> _Work to complete_
Give all the lines below again, exactly, with no pictures.

> _Data excerpts_
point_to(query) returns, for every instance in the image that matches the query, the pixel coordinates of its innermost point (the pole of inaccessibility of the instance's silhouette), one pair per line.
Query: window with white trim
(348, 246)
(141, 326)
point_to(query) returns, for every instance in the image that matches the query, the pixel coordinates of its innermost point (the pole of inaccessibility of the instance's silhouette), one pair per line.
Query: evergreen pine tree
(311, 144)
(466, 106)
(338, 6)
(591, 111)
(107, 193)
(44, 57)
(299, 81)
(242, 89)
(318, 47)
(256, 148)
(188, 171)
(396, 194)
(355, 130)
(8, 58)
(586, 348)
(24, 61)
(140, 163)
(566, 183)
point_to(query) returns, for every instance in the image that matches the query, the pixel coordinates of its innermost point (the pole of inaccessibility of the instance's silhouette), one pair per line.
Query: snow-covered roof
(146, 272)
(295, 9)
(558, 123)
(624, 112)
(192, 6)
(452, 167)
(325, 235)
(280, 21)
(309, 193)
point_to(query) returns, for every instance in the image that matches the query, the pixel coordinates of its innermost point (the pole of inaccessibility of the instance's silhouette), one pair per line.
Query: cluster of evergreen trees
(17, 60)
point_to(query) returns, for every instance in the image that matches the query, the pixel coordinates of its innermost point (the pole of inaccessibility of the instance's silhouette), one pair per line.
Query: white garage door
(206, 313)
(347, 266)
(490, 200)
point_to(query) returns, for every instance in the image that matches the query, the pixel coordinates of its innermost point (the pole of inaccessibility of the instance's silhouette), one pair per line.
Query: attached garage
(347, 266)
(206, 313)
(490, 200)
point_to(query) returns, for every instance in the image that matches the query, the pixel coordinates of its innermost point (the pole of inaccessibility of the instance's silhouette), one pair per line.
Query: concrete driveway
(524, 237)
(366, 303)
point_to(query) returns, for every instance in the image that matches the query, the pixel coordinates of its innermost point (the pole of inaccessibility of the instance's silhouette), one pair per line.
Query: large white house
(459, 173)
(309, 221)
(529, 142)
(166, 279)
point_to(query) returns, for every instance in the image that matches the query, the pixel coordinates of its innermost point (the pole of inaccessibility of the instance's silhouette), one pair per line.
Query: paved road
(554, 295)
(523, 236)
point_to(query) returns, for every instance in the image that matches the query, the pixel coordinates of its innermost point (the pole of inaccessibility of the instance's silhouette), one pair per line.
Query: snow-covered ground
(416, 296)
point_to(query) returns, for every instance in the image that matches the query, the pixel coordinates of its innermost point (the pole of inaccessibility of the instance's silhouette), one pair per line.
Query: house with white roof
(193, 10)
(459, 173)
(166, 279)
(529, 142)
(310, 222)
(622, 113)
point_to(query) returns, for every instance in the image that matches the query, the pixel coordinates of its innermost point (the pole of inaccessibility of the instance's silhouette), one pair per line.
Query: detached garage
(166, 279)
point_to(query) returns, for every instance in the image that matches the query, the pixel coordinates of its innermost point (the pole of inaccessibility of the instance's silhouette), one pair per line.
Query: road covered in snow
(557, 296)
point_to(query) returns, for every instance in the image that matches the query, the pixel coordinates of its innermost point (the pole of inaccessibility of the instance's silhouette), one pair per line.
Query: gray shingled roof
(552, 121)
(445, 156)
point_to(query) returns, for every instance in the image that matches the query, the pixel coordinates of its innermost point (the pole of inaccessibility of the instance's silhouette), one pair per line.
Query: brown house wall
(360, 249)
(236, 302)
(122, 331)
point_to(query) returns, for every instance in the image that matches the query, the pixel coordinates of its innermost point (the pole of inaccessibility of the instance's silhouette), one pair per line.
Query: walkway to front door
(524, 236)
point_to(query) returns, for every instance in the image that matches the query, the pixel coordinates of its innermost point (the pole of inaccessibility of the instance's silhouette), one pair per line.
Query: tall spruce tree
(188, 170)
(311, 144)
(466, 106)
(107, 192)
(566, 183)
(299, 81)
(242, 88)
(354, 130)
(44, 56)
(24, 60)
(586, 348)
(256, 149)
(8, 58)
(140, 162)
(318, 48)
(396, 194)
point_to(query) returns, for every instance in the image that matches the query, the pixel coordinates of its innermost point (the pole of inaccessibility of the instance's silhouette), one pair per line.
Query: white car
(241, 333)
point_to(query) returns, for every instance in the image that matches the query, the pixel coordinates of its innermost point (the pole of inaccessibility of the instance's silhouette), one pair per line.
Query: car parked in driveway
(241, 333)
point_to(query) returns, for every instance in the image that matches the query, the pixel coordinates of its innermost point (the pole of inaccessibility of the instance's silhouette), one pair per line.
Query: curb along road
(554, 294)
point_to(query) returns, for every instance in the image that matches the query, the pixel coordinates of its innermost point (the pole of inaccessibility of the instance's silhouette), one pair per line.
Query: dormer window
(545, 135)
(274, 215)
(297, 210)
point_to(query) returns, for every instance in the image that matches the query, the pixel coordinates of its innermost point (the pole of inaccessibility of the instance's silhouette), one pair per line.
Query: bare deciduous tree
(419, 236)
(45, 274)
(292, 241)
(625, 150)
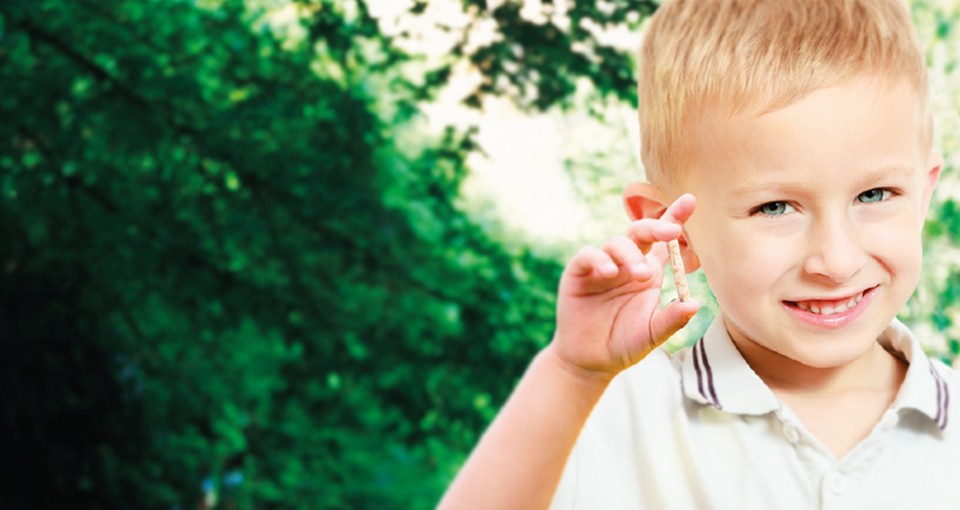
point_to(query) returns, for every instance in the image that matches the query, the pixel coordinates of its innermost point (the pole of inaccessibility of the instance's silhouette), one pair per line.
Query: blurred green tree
(232, 271)
(224, 279)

> _Answer below_
point_to(query) returns, for every instance in the image that matches the query, the pixel coordinates of its innermost point (the pole of inaccessibility of the instance's silhouette), one pair per line.
Query: window with white trim
(348, 246)
(141, 326)
point_to(query) returns, for every instance in the image that matches the query, the pixel coordinates of its innermost point (the pole of inaccessibility of the instance's silhouette), one pair per line.
Query: evergreen pine tree
(311, 144)
(466, 106)
(338, 6)
(591, 111)
(107, 193)
(44, 57)
(299, 81)
(242, 89)
(318, 47)
(256, 148)
(188, 171)
(396, 194)
(355, 130)
(8, 58)
(586, 348)
(24, 61)
(140, 163)
(566, 183)
point_to(query) returns, for every instance in the image that matches the query, the pixel coordinates of its innermost point (the pole of inaccessibility of the instance's silhouette), one pair per line.
Query: snow-covered roof
(146, 272)
(295, 9)
(558, 123)
(624, 112)
(192, 6)
(452, 167)
(325, 235)
(280, 21)
(309, 193)
point_to(query) returns, for every instance in the image that matches the query, the pixel coordinates of its innermost point (the pole of inaccessibility of the instance's silhouette), one pair per line.
Query: cluster of evergreen trees
(17, 60)
point_to(query) returns, for every instance in the image that matches the query, the pixel coordinates of its innermost point (the pole of inaccessibility of the instance's silhouette), one pair per line.
Query: white garage door
(206, 313)
(347, 266)
(490, 200)
point_to(query) returns, for every instance in the image that matches the query, the pixel coordinates of its innermost point (the pole of inaccessibility of the instance's silhouette), one pair per line.
Query: attached garage
(347, 266)
(206, 313)
(490, 200)
point_to(query) returns, for every instance in the image that matches the query, the pixel coordinates of its innermost point (the pole of inaccessibility of the instance's silhouette), one pair per line.
Query: concrete driveway
(524, 237)
(366, 303)
point_to(query) returns, for every instance in the image that matches the query, the pixel coordinates of its innermost point (the pole of inaccessibility of the instance's silhouette), one pair per line.
Query: large white house
(459, 173)
(309, 221)
(529, 142)
(166, 279)
point_to(query) returns, for every instance in the image that matches the query, the pixel coordinates of its innermost point (the pole of inaccessibility of the instance's silhouette), one pair per line.
Query: paved road
(554, 295)
(523, 236)
point_to(query) returns, for every instance in the image that matches the query, the pixel coordinates of its innermost point (the pole of inaccessibility of the instance's silhouette), one pair per line.
Query: snow-covered ground
(416, 296)
point_to(query) returns, for every instance in the image that matches the query, the pixel coordinates of its innermost point (the pole of inaccessibility of the instance's silhouette), one pair per line.
Query: house with white roof
(193, 10)
(459, 173)
(166, 279)
(529, 142)
(310, 222)
(622, 113)
point_to(query) returns, for every instance in the image that matches the query, the pixel coordinates of its innermost point (the pole of inaccessibility of the instance's silhouette), one pair per line.
Query: detached garage
(166, 279)
point_to(query) returns, for every instance in the image that matches the query, the pixel coordinates of its innermost point (the pole of inaccessibility of the instance's silhouette), one pair per line.
Query: road covered in snow
(557, 296)
point_to(query) returns, for every instance in the image that matches the query, the pixel coordinates of its innermost point (the pole of inaccessibility of the instance's silhouette), one pair per line.
Query: gray shingled roof
(552, 121)
(445, 156)
point_to(query) returns, for every instance in the image that matches the query, the pixel coordinates of its innermost point (the pole of inaccessibility of the instance's silhouette), one pair per line.
Query: brown house wall
(360, 249)
(236, 302)
(122, 331)
point_to(query) returns, for every instance in the image that matches the query, the pixel coordinates of its innermost point (the pole of inaccessibility of the instance's silhouette), one pair per line.
Query: walkway to front door
(524, 236)
point_to(query) returns, for every instance in the image that matches the query, the pixel coordinates of its innermost point (the pole of inaccessibility of the instance's silhouette), one pair per line.
Query: tall spruce tree
(188, 170)
(311, 144)
(466, 106)
(107, 192)
(566, 183)
(299, 81)
(242, 88)
(354, 130)
(44, 56)
(24, 60)
(586, 348)
(256, 149)
(8, 58)
(140, 162)
(318, 48)
(396, 194)
point_to(query) returns, for every instance in the image that matches the query, the pixel coordinates of its innermost point (the pole of inaccessibility of the instance's silhouette), one pair per line.
Query: white car
(241, 333)
point_to(query) returns, for every instance in the image that matches the query, the pixel coordinates of its innermost point (the pole of inaccessibility of the instance's silhouette), one pair per line.
Query: car parked in driveway
(241, 333)
point_to(query) returns, for every instance in the image that matches the query, the pixel coordinates of its innermost point (the pole of inaccessibility of the instance's silhouette), one pair per line.
Query: curb along road
(554, 294)
point_to(query) returns, for every instance in the image that matches the query, the pixel coordinates of its innermost point (the pole of inaccessibility of the instance's silhouette), one pair per line.
Query: dormer window
(545, 135)
(274, 215)
(297, 210)
point_to(query) returns, for every instance in the image that matches the query, the pixel coordinates of its innermost point (the pole of inaccessibility of the instance's silhouette), one pair per line.
Query: bare deciduous tree
(419, 236)
(45, 274)
(292, 241)
(625, 150)
point_to(query) returns, for every instance in the image that matches the query, the pixel coordinates of its innermost point (the pole of inaccessibility of the instance's silhouette), one pair per line.
Query: blurred green tree
(232, 271)
(224, 279)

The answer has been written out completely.